§ **YOUR GOAL**
Starting with the line that holds "Where can the seaweed", copy out each remaining line of the listing below, up to and including the last one, and include nothing else.
+---+
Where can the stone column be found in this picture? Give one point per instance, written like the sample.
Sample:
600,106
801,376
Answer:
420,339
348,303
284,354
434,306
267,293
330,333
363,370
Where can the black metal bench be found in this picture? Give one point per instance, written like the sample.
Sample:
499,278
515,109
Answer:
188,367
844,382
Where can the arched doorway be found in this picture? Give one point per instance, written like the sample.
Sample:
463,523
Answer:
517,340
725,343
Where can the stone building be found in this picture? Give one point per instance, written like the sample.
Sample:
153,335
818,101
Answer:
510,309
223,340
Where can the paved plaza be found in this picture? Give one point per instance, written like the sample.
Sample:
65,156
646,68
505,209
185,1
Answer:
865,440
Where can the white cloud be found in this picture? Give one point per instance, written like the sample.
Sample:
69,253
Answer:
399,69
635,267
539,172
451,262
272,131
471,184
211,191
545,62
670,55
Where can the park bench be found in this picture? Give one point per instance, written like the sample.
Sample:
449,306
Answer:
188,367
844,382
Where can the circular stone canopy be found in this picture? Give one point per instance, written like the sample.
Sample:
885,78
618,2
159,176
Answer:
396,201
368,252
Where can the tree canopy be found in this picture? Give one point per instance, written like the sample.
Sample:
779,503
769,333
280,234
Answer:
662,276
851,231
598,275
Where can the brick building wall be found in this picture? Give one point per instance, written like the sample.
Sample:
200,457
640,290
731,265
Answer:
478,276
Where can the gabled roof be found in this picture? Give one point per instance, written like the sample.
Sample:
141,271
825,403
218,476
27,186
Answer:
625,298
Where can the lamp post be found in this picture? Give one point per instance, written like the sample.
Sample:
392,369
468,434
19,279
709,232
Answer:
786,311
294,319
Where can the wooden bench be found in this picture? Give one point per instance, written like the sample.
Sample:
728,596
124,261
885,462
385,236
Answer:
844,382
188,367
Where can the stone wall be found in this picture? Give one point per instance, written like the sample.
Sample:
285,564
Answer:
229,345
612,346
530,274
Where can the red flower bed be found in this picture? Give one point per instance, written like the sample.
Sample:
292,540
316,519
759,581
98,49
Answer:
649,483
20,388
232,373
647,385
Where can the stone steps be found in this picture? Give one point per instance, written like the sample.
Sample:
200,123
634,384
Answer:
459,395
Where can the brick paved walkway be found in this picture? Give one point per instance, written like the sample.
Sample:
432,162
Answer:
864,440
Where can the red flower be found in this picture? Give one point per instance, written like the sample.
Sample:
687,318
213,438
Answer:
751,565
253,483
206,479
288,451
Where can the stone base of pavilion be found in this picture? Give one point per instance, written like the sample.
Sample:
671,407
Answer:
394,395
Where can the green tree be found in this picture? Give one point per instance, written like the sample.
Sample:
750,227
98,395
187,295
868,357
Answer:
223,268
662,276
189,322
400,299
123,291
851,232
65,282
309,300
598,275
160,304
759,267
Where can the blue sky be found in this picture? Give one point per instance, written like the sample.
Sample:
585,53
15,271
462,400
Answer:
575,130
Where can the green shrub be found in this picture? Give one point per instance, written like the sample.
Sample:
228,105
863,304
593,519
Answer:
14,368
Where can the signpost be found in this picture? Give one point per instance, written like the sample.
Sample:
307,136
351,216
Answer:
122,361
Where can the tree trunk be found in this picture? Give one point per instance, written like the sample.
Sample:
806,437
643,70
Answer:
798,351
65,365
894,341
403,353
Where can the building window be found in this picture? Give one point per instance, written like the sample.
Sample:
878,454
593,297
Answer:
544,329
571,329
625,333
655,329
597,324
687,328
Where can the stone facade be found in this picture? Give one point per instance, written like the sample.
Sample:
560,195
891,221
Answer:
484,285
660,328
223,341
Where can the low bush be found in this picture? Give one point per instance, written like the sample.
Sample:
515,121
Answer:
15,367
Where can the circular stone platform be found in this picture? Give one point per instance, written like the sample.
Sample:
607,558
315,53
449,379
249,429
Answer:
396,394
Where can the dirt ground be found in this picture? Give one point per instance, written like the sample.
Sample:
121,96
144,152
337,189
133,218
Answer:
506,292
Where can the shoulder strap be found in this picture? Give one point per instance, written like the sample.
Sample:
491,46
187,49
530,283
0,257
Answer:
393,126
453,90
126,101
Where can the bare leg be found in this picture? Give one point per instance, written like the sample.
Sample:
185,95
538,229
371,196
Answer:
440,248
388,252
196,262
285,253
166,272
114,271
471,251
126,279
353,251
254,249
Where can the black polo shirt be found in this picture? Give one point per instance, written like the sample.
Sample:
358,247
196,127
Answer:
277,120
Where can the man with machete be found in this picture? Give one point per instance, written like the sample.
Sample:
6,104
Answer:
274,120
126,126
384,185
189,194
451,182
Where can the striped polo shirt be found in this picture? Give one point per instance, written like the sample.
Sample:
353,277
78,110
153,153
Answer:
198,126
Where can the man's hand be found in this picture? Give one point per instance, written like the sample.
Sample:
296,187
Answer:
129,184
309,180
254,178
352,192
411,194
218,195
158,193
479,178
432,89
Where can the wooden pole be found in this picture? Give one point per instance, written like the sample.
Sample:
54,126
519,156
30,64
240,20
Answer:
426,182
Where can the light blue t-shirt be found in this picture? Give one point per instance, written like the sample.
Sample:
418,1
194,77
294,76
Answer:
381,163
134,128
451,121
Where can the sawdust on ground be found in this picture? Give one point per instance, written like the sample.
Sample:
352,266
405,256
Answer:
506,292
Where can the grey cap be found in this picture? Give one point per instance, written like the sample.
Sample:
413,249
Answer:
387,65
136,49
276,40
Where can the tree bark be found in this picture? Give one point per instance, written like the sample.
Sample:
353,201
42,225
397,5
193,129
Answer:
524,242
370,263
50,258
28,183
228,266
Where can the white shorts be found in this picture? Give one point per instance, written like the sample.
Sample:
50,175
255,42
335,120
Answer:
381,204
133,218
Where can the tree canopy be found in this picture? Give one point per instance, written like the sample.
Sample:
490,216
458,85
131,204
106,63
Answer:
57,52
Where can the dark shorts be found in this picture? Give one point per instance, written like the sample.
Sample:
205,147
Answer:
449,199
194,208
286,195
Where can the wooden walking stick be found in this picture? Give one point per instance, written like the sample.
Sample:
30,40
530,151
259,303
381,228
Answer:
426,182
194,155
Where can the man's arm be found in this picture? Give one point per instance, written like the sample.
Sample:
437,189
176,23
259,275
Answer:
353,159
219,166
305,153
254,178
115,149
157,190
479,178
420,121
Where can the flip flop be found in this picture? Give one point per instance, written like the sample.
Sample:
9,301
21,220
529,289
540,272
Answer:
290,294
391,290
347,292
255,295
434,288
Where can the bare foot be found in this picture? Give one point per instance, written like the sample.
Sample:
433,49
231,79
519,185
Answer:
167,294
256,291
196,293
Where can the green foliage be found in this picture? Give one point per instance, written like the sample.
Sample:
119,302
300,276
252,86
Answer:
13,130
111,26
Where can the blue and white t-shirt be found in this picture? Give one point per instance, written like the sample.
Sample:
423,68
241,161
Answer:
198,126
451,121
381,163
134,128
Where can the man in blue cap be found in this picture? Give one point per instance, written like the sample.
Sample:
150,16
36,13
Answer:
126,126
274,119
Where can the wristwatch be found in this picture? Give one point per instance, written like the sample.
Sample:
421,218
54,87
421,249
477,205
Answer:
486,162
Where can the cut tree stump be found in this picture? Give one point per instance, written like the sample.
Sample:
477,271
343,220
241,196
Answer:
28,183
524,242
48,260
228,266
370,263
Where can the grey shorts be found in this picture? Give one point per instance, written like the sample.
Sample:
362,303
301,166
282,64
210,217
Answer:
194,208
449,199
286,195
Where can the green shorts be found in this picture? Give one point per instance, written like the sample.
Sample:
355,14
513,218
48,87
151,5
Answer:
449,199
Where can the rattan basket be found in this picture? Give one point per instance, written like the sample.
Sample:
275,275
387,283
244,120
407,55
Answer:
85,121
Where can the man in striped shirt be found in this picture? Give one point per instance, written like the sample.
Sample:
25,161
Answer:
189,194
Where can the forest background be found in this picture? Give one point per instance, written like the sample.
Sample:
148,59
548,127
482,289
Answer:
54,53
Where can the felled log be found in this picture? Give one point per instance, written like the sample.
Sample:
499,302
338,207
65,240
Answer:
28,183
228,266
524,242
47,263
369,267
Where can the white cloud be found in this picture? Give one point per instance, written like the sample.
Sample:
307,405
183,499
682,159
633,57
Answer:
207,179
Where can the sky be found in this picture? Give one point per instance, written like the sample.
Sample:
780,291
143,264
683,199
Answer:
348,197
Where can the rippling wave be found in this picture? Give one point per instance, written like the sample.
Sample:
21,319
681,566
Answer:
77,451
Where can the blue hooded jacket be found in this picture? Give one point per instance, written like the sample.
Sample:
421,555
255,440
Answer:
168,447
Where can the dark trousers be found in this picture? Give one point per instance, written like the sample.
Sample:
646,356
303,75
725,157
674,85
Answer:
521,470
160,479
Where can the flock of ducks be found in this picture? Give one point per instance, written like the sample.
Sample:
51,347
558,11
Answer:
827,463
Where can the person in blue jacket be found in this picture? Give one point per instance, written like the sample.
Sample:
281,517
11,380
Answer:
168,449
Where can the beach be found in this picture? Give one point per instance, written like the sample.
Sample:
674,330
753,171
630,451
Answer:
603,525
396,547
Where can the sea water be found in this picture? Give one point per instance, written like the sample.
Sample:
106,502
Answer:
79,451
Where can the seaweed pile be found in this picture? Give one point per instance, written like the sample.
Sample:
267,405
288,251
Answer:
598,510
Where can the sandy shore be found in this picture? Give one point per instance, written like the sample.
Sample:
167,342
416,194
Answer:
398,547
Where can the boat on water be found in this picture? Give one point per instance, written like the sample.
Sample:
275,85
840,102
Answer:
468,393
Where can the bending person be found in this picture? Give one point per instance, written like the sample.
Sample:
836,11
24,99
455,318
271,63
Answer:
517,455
+---+
§ **WORKED SOLUTION**
Where can the seaweed pile be found in this picture? Give one point per instance, written like the sample.
Sample:
267,405
288,251
Answer:
598,510
Where can the sandy shore be found in this picture? Give one point per instance, written like the sample.
Sample:
167,342
416,194
Answer:
398,547
Where can the boat on water be found in this picture? Give one point per instance, written like the sample.
Sample:
275,85
840,102
Answer:
468,393
Where can the bending person be found in this picture? Give one point per instance, written like the sample.
Sample:
836,11
24,99
455,318
271,63
Answer:
517,455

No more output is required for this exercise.